Repeat every line of the records below word for word, with no changes.
━━ Material ━━
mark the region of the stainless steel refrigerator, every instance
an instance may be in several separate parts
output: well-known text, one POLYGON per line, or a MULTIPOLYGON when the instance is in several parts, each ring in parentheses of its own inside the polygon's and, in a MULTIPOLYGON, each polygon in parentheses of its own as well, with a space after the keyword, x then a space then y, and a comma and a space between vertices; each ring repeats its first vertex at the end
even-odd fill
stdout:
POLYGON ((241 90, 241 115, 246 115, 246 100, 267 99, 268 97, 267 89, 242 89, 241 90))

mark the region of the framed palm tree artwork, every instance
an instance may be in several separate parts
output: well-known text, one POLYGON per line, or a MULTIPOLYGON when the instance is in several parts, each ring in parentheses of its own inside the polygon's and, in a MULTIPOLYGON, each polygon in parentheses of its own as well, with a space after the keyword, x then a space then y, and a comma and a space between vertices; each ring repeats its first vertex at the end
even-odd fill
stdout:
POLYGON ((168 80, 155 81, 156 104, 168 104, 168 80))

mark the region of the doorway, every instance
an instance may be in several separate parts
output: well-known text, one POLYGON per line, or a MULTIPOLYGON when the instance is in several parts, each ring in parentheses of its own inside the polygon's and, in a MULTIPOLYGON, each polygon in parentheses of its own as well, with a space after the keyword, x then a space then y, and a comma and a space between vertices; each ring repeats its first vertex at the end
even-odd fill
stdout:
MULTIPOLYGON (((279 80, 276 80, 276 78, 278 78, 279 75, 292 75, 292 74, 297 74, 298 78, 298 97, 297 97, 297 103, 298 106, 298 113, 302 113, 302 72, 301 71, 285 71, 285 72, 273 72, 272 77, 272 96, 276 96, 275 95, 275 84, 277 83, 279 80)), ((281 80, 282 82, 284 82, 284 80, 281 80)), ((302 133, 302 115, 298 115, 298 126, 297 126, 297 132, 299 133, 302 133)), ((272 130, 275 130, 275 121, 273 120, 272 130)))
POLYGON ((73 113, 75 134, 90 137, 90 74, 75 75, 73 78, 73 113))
━━━
- [Exercise output]:
mark the region of the stainless steel refrigerator, every instance
an instance may be in several separate parts
output: well-known text, one POLYGON per line, or a MULTIPOLYGON when the instance is in several parts, each ring in parentheses of its own inside the polygon's and, in a MULTIPOLYGON, each polygon in parentheses of its own as well, with a space after the keyword, x then a space then y, and a comma and a space between vertices; each ring repeats its first vertex at the end
even-odd fill
stdout:
POLYGON ((241 90, 241 115, 246 115, 246 100, 267 99, 268 97, 267 89, 242 89, 241 90))

mark the region of the framed palm tree artwork, every instance
an instance may be in several separate parts
output: well-known text, one POLYGON per line, or a MULTIPOLYGON when the instance is in several parts, each ring in parentheses of its own inside the polygon's and, in a MULTIPOLYGON, each polygon in parentheses of its own as well, with a space after the keyword, x then a space then y, and a comma and a space between vertices; each ring repeats its first vertex at the end
even-odd fill
stdout:
POLYGON ((168 80, 155 81, 156 104, 168 104, 168 80))

mark the region of the doorway, every instance
an instance may be in several separate parts
output: well-known text, one POLYGON per line, or a MULTIPOLYGON when the instance is in several parts, each ring in parentheses of its own inside the polygon's and, in a MULTIPOLYGON, each polygon in parentheses of its own as well, with a space after the keyword, x then a space then y, and a comma and a space between vertices; each ring repeats its first vertex at the end
even-odd fill
stdout:
MULTIPOLYGON (((279 80, 276 80, 276 78, 278 78, 279 75, 292 75, 292 74, 297 74, 298 78, 298 97, 297 97, 297 103, 298 106, 298 113, 302 113, 302 72, 301 71, 285 71, 285 72, 273 72, 272 77, 272 96, 276 96, 275 95, 275 84, 277 83, 279 80)), ((281 80, 282 82, 284 82, 284 80, 281 80)), ((302 133, 302 115, 298 115, 298 126, 297 126, 297 132, 299 133, 302 133)), ((272 130, 275 130, 275 121, 273 120, 272 130)))
POLYGON ((73 113, 75 134, 90 137, 90 74, 75 75, 73 78, 73 113))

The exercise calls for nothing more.